_Stated task A_
Reproduce the listing below word for word, omitting the picture it contains.

_Source text_
Reviews and Recommendations by Mel Odom, Professional Writer


Ace Atkins The Broken Places

The Broken Places is the third Quinn Colson novel by Ace Atkins. I enjoyed the first book enough to return for the second, which I thought was really well done. In the third book, Atkins seems very familiar with his cast of characters and the Mississippi county where everything takes place. However, the story played out a little slower than I’d anticipated.

The plot is straightforward and would have been equally at home in a Western novel. Two convicts escape prison and return to Tibbehah County to find another ex-convict who owes them money. Only the ex-con, Jamey Dixon, has become a preacher and set his life on the path of righteousness. Also, he happens to be dating Quinn Colson’s sister, Caddy.

With all the plot elements in place, I’d expected a rather quick finish to the whole affair, but Atkins plays out the events, deepening the characters and bringing everything to a slow boil after everyone gets to play their part. There are a lot of reverses and double-crosses along the way, and several tense moments.

This series is a big departure from the work Atkins is also doing as Robert B. Parker’s ghost on the new Spenser novels. Quite frankly, I’m blown away by how Atkins can pen a novel set in Boston’s urban sprawl, then turn to one set in a place like Tibbehah County. Those environments are separate worlds, but Atkins is equally at home in either.

_Saved data entries_
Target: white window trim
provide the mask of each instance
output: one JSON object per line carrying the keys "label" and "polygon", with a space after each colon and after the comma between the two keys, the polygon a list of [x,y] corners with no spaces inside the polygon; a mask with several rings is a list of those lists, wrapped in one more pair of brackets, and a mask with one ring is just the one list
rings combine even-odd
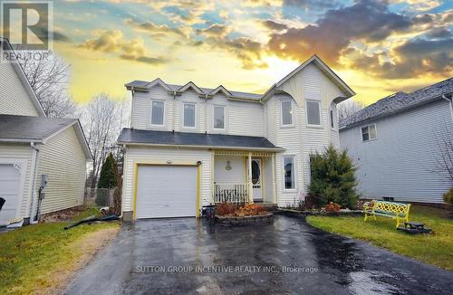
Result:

_Stated task B_
Carry on the review of The Broken Places, starting after its final sentence.

_Response A_
Target: white window trim
provide the mask of each instance
output: one JSON object per line carrying the keys "label" and "polygon", with a space after each colon and after the comma between the two keys, the polygon a list of [x,y] corners with no spaces inside the polygon; a mask with several rings is a list of those lists, wrapped in one more pair of brackets, and a mask with one ring is just the one list
rings combine even-odd
Result:

_Response B_
I do enjoy the large cast of characters Atkins has brought to these books. He’s going beyond just Colson’s family and longtime friend Boom. I liked the way Colson and the father of one of the men from the last book set aside their differences and found the military background that they both shared. That was a nice piece and was a pleasure to read, and the events were very human.

As I was reading the book, I couldn’t help thinking that it was paced like a television series with episodic cliffhangers, revelations, and building up characters along the way. In addition to the showdown between Colson and the ex-cons, there are a lot of other mysteries to solve. Some of the questions aren’t quite answered, but the way Atkins deals with them leaves readers satisfied for the most part. Sometimes you just don’t get to know everything.

One aspect of the series I’m not overly fond of is Colson’s relationship with his ex, who happens to be married to another man. Robert B. Parker set this same kind of situation in his Jesse Stone novels and I wasn’t a fan of that plot thread either. Maybe that relationship is supposed to show Colson’s not perfect, but he doesn’t have to be. He’s got his hands full with county crime and keeping his family safe and together.

I think fans of Justified and James Lee Burke’s Dave Robicheaux novels will enjoy this one. Atkins gets to the action in the end, but there’s a lot going on in the meantime too.


One Response to “THE BROKEN PLACES by Ace Atkins”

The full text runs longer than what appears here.